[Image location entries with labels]
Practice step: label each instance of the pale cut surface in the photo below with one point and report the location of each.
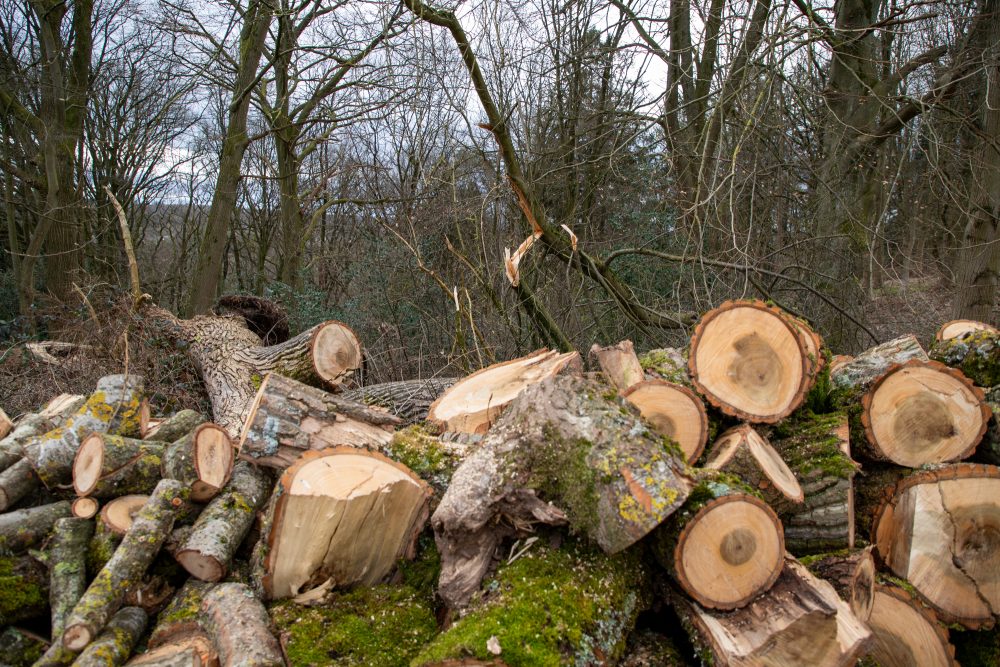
(472, 404)
(957, 328)
(749, 362)
(674, 411)
(346, 516)
(904, 637)
(921, 413)
(731, 549)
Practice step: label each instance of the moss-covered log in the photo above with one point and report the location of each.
(817, 450)
(239, 627)
(23, 529)
(571, 605)
(224, 523)
(67, 568)
(567, 449)
(24, 589)
(115, 643)
(126, 567)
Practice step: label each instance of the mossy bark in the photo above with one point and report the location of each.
(224, 523)
(23, 529)
(126, 567)
(551, 606)
(68, 568)
(115, 643)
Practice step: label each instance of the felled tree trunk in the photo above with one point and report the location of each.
(288, 418)
(799, 621)
(232, 359)
(238, 625)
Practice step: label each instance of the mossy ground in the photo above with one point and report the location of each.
(565, 606)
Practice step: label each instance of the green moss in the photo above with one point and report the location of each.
(381, 626)
(568, 606)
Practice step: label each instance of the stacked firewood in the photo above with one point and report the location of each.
(789, 506)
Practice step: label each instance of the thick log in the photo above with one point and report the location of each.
(472, 404)
(202, 458)
(239, 627)
(586, 601)
(567, 449)
(748, 360)
(724, 547)
(373, 508)
(799, 621)
(817, 450)
(115, 643)
(224, 523)
(23, 529)
(109, 466)
(409, 399)
(288, 418)
(140, 545)
(68, 568)
(940, 533)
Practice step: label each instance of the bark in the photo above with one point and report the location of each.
(606, 474)
(239, 628)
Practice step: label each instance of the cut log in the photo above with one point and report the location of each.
(956, 328)
(799, 621)
(202, 458)
(140, 545)
(674, 411)
(749, 361)
(976, 354)
(409, 399)
(743, 452)
(23, 529)
(940, 532)
(920, 413)
(172, 428)
(566, 449)
(852, 575)
(108, 466)
(238, 625)
(906, 632)
(817, 450)
(112, 408)
(567, 606)
(224, 523)
(619, 363)
(288, 418)
(68, 571)
(115, 643)
(472, 404)
(342, 514)
(724, 547)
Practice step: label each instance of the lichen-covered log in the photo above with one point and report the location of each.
(817, 450)
(109, 466)
(551, 606)
(224, 523)
(799, 621)
(24, 589)
(288, 418)
(724, 546)
(23, 529)
(112, 408)
(140, 545)
(67, 568)
(115, 643)
(202, 458)
(566, 449)
(239, 627)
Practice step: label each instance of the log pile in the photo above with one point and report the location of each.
(766, 505)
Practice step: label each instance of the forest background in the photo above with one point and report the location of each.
(381, 163)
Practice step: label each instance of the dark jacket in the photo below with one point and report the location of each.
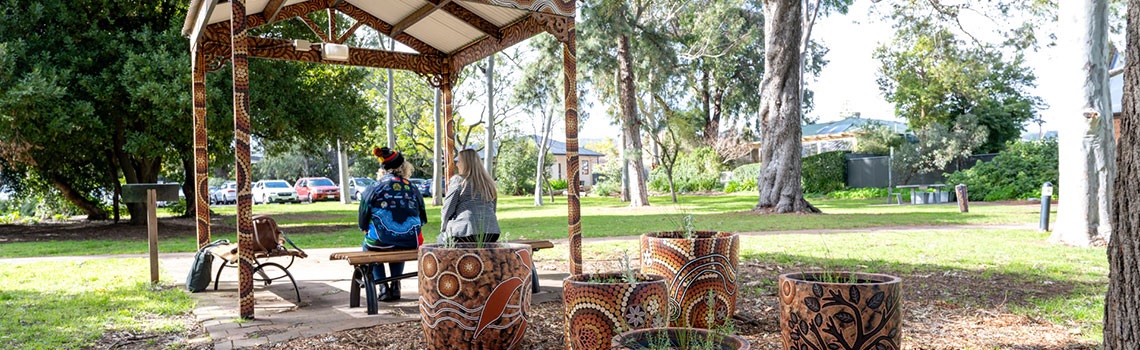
(392, 213)
(464, 213)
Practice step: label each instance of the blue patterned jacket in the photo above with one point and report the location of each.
(392, 214)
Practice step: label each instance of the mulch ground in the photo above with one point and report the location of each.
(951, 310)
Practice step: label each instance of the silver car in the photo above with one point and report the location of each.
(274, 192)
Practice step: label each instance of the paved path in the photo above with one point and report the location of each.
(324, 289)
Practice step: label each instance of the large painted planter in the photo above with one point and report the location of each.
(677, 339)
(701, 273)
(600, 306)
(474, 298)
(840, 310)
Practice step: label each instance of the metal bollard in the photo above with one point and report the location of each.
(1047, 198)
(963, 198)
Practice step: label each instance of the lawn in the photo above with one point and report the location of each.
(70, 304)
(1003, 270)
(333, 225)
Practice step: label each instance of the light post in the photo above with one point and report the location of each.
(1047, 197)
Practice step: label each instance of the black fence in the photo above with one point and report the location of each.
(874, 171)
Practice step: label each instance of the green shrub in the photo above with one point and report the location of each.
(865, 193)
(1015, 173)
(695, 171)
(825, 172)
(559, 184)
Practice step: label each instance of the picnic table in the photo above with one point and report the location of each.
(919, 194)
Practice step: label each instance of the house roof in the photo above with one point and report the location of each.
(849, 124)
(560, 147)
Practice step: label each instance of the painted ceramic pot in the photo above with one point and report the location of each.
(701, 273)
(672, 338)
(840, 310)
(472, 296)
(600, 306)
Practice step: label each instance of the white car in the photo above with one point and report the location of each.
(274, 190)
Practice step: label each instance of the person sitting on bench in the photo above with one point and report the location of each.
(469, 208)
(391, 216)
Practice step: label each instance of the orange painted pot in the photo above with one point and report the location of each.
(600, 306)
(672, 338)
(848, 310)
(701, 273)
(474, 298)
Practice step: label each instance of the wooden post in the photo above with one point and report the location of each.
(241, 67)
(152, 232)
(570, 90)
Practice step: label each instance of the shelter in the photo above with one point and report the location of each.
(445, 34)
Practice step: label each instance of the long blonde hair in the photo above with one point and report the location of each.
(474, 175)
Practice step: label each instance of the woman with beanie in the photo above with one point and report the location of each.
(469, 208)
(391, 216)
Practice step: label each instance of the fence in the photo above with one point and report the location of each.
(874, 171)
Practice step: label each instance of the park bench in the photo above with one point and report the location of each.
(361, 274)
(268, 242)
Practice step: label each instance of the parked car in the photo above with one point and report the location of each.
(227, 194)
(422, 186)
(274, 190)
(311, 189)
(357, 186)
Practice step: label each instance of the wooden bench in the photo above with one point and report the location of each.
(361, 273)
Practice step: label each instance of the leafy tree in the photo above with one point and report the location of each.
(933, 76)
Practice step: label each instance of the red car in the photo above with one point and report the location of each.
(311, 189)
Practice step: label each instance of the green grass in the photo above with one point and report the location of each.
(68, 304)
(1065, 285)
(602, 217)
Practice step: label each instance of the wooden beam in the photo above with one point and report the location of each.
(473, 19)
(283, 49)
(201, 22)
(385, 29)
(312, 26)
(273, 8)
(416, 16)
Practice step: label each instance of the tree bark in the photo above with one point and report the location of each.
(779, 182)
(92, 209)
(1122, 322)
(489, 144)
(638, 195)
(1086, 146)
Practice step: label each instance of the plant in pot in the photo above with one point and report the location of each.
(600, 306)
(700, 268)
(680, 338)
(474, 295)
(840, 310)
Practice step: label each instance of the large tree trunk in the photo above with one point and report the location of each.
(630, 123)
(92, 209)
(489, 144)
(1122, 322)
(780, 111)
(1086, 146)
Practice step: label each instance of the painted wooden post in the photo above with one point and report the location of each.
(570, 89)
(239, 51)
(201, 159)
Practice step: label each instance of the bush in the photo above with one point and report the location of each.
(865, 193)
(1015, 173)
(695, 171)
(825, 172)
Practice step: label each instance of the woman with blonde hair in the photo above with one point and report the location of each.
(391, 216)
(469, 208)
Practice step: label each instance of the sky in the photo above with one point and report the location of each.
(847, 82)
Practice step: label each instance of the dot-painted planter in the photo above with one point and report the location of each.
(677, 339)
(600, 306)
(701, 273)
(474, 298)
(840, 310)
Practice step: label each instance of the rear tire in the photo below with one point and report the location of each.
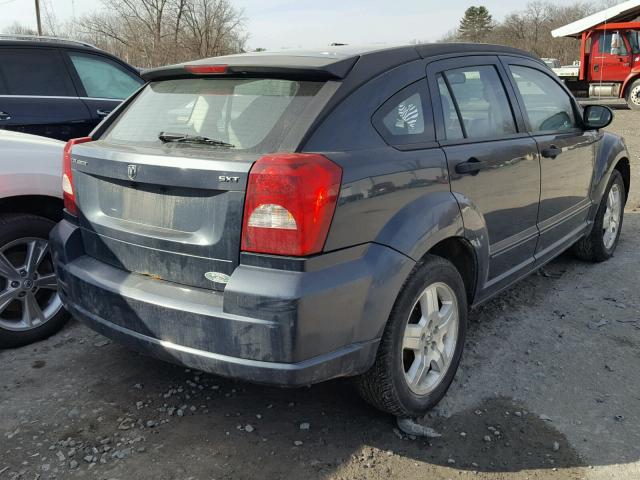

=== Task prompt ===
Which lines of the items above contain the word "hair"? Copy each of those lines.

=== Task result ===
Practice step: label each instance of the long blonde hair in the photo above with one point and report the location of each.
Practice step: label each instance of the woman with blonde hair in the photo above with one point and report the location of each.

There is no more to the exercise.